Among the entries below, determine how many lines contain the word "paving" and state only that figure.

(Stored records)
============================================================
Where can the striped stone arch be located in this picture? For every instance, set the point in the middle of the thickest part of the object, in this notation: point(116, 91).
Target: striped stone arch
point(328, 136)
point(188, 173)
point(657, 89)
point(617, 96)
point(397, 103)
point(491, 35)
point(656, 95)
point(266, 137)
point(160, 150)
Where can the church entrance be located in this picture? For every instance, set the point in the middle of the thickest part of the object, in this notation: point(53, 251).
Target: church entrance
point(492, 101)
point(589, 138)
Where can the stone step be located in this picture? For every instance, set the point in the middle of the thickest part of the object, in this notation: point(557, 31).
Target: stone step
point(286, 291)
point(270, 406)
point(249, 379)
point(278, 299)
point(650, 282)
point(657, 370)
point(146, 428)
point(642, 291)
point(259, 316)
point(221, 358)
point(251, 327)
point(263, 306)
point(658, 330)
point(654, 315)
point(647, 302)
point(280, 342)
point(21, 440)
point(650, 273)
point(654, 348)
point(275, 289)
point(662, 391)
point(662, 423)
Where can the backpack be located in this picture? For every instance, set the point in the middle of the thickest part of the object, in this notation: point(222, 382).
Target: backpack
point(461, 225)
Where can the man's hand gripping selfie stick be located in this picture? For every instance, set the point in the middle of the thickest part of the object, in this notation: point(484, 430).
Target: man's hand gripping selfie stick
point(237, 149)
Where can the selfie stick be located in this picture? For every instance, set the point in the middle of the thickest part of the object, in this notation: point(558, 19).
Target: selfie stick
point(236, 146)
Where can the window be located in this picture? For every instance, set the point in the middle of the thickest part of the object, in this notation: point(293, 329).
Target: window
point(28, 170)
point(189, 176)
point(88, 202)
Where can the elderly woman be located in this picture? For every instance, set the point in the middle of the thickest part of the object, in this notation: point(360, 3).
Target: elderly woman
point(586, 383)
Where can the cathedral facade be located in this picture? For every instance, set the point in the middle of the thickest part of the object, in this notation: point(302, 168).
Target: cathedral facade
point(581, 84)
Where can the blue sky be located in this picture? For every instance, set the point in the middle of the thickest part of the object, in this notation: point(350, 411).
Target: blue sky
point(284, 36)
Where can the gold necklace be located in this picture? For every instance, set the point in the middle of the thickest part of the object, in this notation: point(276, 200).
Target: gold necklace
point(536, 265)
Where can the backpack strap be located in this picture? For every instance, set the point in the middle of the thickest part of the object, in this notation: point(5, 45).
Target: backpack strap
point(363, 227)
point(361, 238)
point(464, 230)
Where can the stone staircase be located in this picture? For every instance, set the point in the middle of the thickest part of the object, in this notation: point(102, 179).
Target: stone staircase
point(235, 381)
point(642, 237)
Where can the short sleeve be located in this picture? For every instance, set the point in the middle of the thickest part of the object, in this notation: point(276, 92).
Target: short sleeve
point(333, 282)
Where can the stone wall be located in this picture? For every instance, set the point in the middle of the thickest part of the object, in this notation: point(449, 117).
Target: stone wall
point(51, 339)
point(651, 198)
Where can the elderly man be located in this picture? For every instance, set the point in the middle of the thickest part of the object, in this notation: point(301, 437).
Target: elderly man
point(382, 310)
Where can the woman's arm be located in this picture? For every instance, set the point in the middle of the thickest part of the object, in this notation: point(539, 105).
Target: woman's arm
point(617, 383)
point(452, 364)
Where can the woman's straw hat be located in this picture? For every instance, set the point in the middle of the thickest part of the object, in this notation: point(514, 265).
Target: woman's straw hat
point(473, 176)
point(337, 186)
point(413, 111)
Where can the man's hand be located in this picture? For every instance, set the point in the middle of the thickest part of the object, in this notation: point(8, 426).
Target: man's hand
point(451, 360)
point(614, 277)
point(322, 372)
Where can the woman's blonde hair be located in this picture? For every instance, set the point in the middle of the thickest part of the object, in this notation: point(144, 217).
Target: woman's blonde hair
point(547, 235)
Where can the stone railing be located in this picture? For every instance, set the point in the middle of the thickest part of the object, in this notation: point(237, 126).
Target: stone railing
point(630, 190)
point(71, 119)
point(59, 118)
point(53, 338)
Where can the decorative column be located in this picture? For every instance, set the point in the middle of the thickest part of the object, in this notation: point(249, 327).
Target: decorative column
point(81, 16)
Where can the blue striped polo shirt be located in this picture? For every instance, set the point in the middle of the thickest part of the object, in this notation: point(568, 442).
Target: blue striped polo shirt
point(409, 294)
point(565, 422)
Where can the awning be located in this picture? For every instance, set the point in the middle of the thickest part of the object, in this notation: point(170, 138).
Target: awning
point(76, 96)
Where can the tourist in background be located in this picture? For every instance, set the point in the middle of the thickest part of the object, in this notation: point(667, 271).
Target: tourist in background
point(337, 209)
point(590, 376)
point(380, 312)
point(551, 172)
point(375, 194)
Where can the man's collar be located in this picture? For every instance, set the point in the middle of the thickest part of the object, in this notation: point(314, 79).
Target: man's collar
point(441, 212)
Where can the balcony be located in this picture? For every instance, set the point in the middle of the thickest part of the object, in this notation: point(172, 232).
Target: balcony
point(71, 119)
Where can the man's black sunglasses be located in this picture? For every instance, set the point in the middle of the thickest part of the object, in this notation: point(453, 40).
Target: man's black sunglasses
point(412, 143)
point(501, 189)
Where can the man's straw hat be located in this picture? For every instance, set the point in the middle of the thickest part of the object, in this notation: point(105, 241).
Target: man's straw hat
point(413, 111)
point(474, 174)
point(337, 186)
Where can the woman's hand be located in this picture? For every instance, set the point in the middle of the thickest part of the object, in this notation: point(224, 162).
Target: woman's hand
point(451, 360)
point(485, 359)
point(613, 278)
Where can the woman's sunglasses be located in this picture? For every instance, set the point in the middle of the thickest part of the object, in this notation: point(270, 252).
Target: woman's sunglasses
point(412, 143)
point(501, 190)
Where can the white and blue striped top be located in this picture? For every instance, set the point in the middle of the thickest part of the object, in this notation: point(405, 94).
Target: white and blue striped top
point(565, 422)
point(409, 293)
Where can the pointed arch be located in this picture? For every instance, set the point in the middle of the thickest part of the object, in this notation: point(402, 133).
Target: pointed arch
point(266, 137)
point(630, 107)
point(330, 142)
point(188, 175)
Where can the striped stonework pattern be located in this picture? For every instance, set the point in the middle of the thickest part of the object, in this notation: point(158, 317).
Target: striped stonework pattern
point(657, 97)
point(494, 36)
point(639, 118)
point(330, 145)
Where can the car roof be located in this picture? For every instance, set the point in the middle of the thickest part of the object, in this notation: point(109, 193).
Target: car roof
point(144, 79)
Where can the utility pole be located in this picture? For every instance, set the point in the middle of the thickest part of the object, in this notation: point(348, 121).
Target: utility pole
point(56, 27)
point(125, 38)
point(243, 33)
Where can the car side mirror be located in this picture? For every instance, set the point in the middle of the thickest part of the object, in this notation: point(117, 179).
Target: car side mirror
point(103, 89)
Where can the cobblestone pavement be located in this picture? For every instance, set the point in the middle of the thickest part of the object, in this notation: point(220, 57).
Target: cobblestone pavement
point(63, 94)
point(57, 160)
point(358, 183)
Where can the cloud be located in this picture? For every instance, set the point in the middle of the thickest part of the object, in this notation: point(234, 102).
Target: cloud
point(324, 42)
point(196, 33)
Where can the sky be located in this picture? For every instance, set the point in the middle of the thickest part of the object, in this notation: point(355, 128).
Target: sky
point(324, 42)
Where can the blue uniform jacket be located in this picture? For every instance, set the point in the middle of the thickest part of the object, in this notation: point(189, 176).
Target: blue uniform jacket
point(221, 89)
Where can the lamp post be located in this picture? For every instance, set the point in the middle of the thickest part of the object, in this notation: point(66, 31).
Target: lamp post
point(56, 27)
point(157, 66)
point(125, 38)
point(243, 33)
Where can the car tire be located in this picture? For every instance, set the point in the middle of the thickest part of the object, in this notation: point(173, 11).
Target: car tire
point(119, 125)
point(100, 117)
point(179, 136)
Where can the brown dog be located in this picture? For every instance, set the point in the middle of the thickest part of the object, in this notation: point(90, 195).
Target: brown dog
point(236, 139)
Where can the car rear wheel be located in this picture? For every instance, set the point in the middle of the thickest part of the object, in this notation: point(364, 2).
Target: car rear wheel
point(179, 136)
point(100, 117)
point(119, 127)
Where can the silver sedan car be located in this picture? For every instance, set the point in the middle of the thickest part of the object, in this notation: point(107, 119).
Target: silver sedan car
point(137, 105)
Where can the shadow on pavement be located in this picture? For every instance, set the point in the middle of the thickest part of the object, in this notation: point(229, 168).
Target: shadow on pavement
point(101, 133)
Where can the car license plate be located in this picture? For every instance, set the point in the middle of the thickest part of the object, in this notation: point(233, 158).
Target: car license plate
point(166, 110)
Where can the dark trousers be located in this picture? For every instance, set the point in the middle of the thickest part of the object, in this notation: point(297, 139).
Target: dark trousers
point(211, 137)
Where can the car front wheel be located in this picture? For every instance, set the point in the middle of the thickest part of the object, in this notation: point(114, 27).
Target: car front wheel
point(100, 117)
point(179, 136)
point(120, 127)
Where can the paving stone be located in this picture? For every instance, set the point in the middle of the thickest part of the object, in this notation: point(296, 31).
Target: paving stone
============================================================
▸ SOLUTION TO THIS TASK
2